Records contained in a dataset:
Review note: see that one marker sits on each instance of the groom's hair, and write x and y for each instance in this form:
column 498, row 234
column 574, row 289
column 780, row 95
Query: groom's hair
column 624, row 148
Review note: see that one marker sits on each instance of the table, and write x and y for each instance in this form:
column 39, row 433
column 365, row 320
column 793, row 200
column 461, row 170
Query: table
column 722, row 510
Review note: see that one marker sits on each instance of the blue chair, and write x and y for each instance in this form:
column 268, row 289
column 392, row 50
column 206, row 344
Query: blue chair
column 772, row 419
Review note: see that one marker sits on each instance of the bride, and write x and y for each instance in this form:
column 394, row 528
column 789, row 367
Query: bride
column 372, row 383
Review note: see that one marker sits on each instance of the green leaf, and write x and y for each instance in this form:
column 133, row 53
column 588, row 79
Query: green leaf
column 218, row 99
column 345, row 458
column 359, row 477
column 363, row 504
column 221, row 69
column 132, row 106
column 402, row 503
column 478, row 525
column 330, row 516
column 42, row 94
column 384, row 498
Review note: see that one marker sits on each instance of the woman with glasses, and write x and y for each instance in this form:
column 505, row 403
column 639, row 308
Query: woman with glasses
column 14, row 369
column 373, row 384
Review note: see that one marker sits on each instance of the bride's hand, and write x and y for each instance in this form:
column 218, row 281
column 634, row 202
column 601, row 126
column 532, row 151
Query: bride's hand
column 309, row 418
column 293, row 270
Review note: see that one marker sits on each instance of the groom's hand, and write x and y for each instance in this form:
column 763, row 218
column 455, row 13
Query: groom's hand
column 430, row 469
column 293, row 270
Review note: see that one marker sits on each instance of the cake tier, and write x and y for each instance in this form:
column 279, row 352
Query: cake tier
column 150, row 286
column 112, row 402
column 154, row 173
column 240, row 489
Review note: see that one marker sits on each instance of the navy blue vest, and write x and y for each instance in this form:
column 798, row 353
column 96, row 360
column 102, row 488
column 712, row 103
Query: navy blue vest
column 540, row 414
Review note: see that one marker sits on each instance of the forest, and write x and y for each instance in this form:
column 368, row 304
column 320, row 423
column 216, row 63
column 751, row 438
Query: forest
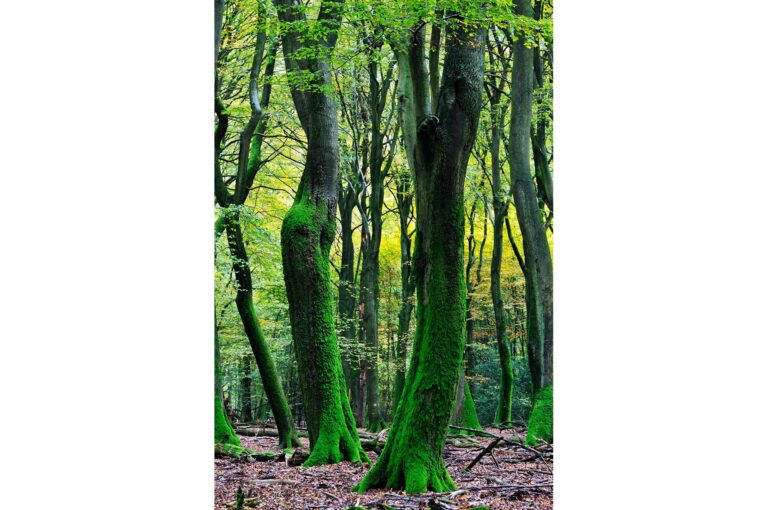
column 383, row 238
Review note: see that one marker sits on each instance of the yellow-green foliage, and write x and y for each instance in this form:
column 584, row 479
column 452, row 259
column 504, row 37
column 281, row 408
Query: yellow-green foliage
column 333, row 432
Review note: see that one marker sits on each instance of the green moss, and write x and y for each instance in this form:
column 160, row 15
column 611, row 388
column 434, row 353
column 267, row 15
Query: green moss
column 306, row 237
column 223, row 431
column 232, row 450
column 470, row 414
column 412, row 458
column 540, row 422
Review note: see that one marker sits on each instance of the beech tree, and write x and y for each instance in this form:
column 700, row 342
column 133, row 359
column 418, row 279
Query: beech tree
column 538, row 259
column 308, row 231
column 438, row 141
column 248, row 164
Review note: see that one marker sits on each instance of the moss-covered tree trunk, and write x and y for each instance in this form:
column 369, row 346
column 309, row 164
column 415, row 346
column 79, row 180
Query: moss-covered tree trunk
column 504, row 412
column 464, row 413
column 350, row 360
column 538, row 259
column 412, row 457
column 249, row 157
column 224, row 433
column 379, row 164
column 306, row 236
column 246, row 407
column 404, row 200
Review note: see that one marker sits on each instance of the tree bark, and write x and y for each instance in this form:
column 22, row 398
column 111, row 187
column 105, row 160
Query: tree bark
column 412, row 457
column 246, row 407
column 538, row 260
column 371, row 238
column 224, row 433
column 404, row 200
column 306, row 236
column 350, row 358
column 464, row 413
column 248, row 164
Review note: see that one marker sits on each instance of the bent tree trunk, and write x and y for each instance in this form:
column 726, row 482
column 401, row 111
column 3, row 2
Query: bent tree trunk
column 306, row 236
column 412, row 457
column 248, row 163
column 538, row 260
column 223, row 431
column 269, row 377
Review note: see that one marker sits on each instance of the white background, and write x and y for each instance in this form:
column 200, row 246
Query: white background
column 107, row 264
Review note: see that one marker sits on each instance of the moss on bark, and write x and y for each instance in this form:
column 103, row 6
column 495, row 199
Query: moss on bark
column 306, row 239
column 540, row 421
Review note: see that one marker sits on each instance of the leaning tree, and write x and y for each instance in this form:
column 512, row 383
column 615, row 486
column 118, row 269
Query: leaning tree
column 438, row 137
column 308, row 230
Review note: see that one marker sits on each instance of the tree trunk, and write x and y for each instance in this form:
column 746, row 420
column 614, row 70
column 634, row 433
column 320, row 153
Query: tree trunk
column 350, row 359
column 306, row 236
column 407, row 283
column 247, row 166
column 371, row 239
column 244, row 300
column 504, row 412
column 464, row 413
column 412, row 457
column 539, row 131
column 246, row 409
column 224, row 433
column 538, row 260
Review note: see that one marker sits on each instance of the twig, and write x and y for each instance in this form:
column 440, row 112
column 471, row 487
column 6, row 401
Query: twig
column 487, row 449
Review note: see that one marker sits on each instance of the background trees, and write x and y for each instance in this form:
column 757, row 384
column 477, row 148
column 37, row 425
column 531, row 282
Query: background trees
column 351, row 251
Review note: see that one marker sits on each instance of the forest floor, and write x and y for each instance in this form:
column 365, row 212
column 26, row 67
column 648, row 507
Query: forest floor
column 510, row 476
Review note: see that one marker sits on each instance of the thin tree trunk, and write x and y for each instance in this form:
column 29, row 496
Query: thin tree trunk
column 307, row 234
column 440, row 147
column 224, row 433
column 348, row 341
column 538, row 260
column 464, row 413
column 248, row 165
column 407, row 282
column 371, row 239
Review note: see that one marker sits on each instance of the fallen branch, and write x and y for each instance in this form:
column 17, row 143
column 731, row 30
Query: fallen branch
column 487, row 449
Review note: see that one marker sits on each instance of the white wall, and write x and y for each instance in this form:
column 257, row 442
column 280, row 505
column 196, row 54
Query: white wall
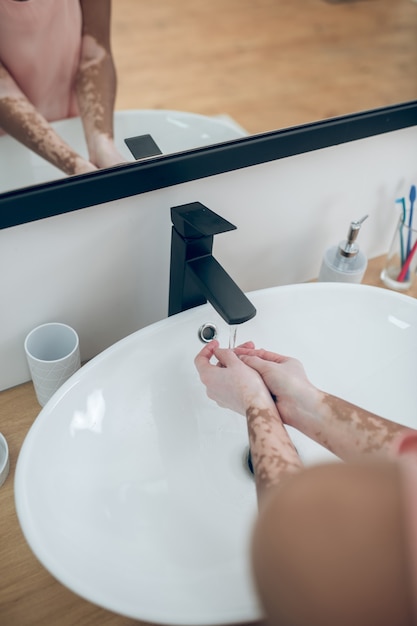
column 104, row 270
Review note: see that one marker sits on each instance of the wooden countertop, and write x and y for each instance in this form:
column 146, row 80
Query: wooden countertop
column 29, row 595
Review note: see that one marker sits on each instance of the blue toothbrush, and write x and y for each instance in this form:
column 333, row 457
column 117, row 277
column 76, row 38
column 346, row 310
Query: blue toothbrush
column 402, row 202
column 410, row 220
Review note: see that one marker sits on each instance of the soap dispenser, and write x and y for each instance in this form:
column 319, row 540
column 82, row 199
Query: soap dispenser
column 345, row 263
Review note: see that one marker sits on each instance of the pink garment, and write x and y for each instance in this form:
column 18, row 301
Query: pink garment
column 40, row 43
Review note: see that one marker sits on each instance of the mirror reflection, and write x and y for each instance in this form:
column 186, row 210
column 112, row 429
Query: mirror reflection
column 192, row 73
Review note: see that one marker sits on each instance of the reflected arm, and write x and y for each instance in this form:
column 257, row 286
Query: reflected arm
column 96, row 83
column 20, row 119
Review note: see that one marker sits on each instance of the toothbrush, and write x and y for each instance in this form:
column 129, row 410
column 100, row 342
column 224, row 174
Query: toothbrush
column 402, row 202
column 410, row 219
column 404, row 272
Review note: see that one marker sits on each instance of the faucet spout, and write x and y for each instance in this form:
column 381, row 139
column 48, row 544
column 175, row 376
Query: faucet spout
column 195, row 275
column 221, row 291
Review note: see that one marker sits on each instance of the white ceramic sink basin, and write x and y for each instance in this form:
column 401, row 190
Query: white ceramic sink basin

What you are asked to do: Write down exactly the span of lines above from the one containing "Query: leaning tree" to the one containing "column 320, row 153", both ends included.

Written response:
Query: leaning tree
column 438, row 137
column 308, row 230
Review note: see that one marker sits on each instance of the tree trunk, and write x and y for each instance in this form:
column 746, row 420
column 614, row 70
column 634, row 433
column 320, row 153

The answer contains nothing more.